Stated goal: Copy out every line below that contains the string "white", matching case exactly.

Task data:

= = = = =

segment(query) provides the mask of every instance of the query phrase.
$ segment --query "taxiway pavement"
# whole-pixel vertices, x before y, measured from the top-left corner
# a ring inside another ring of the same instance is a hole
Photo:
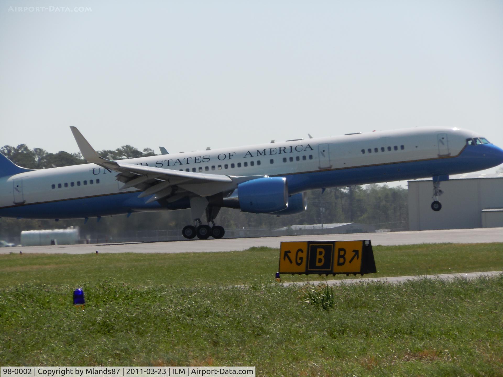
[[[351,234],[323,234],[219,240],[188,240],[155,242],[60,245],[6,247],[0,253],[10,252],[86,254],[96,253],[183,253],[240,251],[253,246],[279,248],[284,241],[346,241],[370,239],[372,245],[411,245],[418,243],[479,243],[503,242],[503,228],[424,230]]]

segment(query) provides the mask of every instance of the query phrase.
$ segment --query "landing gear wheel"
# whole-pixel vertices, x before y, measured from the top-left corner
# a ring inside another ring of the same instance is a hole
[[[221,238],[225,234],[225,231],[224,230],[223,227],[221,227],[220,225],[215,225],[211,228],[211,236],[213,238],[217,239]]]
[[[432,209],[437,212],[440,211],[442,209],[442,205],[440,202],[436,200],[432,203]]]
[[[196,233],[200,240],[208,239],[211,235],[211,228],[208,225],[200,225],[197,227]]]
[[[182,230],[182,234],[186,238],[192,239],[196,237],[196,227],[192,225],[187,225]]]

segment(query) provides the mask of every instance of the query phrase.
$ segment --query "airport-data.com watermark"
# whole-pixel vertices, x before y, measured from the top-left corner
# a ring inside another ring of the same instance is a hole
[[[93,12],[91,7],[65,7],[49,6],[49,7],[9,7],[8,12],[14,13],[86,13]]]

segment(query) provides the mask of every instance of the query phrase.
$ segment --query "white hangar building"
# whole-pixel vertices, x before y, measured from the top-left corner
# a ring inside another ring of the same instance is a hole
[[[503,227],[503,173],[450,176],[441,182],[438,212],[431,208],[431,179],[407,183],[410,230]]]

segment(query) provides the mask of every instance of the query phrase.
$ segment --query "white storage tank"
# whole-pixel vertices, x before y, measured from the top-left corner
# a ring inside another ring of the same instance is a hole
[[[78,227],[66,229],[24,230],[21,232],[21,245],[38,246],[44,245],[75,245],[80,241]]]

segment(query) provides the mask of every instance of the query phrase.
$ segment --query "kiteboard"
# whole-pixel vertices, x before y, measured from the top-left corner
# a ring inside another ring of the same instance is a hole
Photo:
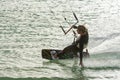
[[[69,53],[65,53],[62,55],[58,55],[60,54],[62,50],[59,49],[42,49],[42,58],[44,59],[48,59],[48,60],[54,60],[54,59],[71,59],[74,57],[74,53],[73,52],[69,52]],[[86,52],[83,52],[83,56],[86,57],[89,54]]]

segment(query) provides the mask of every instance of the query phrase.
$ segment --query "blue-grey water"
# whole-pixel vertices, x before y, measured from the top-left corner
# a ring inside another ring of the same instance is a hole
[[[120,0],[0,0],[0,80],[119,80]],[[49,61],[41,49],[63,49],[76,22],[90,34],[90,58]],[[67,22],[64,20],[66,18]]]

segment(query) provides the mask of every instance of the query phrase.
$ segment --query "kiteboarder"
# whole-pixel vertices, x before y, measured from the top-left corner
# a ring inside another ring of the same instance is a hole
[[[77,28],[77,33],[79,34],[79,37],[76,39],[72,45],[65,47],[57,56],[59,57],[62,54],[73,52],[75,56],[78,56],[77,53],[79,52],[79,58],[80,58],[80,65],[84,67],[83,65],[83,49],[85,49],[88,45],[89,40],[89,34],[88,30],[84,25],[79,25],[78,27],[72,26],[73,28]],[[88,50],[86,49],[86,52],[88,54]],[[89,55],[89,54],[88,54]]]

= = = = =

Full solution:
$ segment --query "white hangar building"
$ segment --query "white storage tank"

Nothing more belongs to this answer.